◆ PROBLEM TO SOLVE ◆
Write out each entry, exactly the way it appears.
— start INFORMATION SHOWN —
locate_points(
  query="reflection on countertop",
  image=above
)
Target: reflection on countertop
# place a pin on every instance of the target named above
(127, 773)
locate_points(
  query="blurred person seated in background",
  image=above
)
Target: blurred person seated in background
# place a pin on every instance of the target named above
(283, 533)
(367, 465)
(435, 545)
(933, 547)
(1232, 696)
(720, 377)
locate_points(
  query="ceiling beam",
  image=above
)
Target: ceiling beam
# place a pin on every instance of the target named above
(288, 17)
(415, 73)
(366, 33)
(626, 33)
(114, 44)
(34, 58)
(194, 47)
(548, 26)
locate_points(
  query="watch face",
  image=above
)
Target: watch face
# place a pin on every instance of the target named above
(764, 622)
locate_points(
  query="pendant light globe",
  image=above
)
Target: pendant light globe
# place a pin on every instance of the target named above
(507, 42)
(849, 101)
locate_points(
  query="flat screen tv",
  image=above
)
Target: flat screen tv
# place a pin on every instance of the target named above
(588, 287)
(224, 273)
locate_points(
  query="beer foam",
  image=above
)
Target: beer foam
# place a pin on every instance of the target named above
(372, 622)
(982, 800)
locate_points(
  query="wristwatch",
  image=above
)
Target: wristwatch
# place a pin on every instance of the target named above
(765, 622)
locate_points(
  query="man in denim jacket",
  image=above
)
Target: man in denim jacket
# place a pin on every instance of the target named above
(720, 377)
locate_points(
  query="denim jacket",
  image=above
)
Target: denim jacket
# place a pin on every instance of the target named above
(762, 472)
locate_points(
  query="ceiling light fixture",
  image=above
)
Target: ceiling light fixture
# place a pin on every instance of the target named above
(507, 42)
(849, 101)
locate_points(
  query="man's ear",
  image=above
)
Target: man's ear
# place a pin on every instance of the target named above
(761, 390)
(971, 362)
— end INFORMATION SHOWN —
◆ RESULT OF THE EXERCISE ◆
locate_points(
  query="reflection on countertop",
  image=above
)
Target: reflection on countertop
# place a pin on every instance of the target named above
(127, 773)
locate_points(
  query="blurred person seated in background",
  image=above
)
Target: blurred person seated in background
# place a pin on every instance of the target named above
(283, 533)
(367, 465)
(435, 545)
(933, 547)
(1232, 696)
(720, 377)
locate_points(
  query="ceiling beam",
  image=above
)
Target: ceiling beam
# place a pin on every instance of the target named above
(288, 17)
(415, 73)
(366, 33)
(626, 33)
(114, 44)
(34, 58)
(194, 47)
(548, 26)
locate_points(
  query="watch face",
  image=above
)
Target: watch face
# place a pin on every instance of the target named above
(764, 622)
locate_points(
  query="pendant light globe",
  image=above
)
Target: pendant light globe
# place a pin on every instance of the target named above
(507, 42)
(849, 101)
locate_points(
  query="flat screen tv",
  image=above
)
Target: flat screen tv
# place a pin on every instance of the target named above
(588, 287)
(224, 273)
locate_points(
  query="beer foam",
  image=above
)
Target: beer foam
# place a pin on every instance of the target named above
(372, 622)
(982, 800)
locate_points(
  query="wristwatch",
  image=above
)
Target: wristwatch
# place a pin on every instance of the target named above
(765, 622)
locate_points(
  query="man in denim jacket",
  image=above
)
Target: man in denim jacket
# place a pin on every instance of the target named above
(720, 377)
locate_points(
  query="denim jacket",
  image=above
)
Target: denim jacket
# place a pin on every instance of the target named above
(762, 472)
locate_points(
  query="ceiling light fixture",
  image=above
)
Target: ceiling light fixture
# place a pin on every instance of the target named above
(507, 42)
(849, 101)
locate_points(
  query="man's ear",
  image=above
)
Target: man's ear
# place a pin on every instance of the target named above
(761, 390)
(971, 362)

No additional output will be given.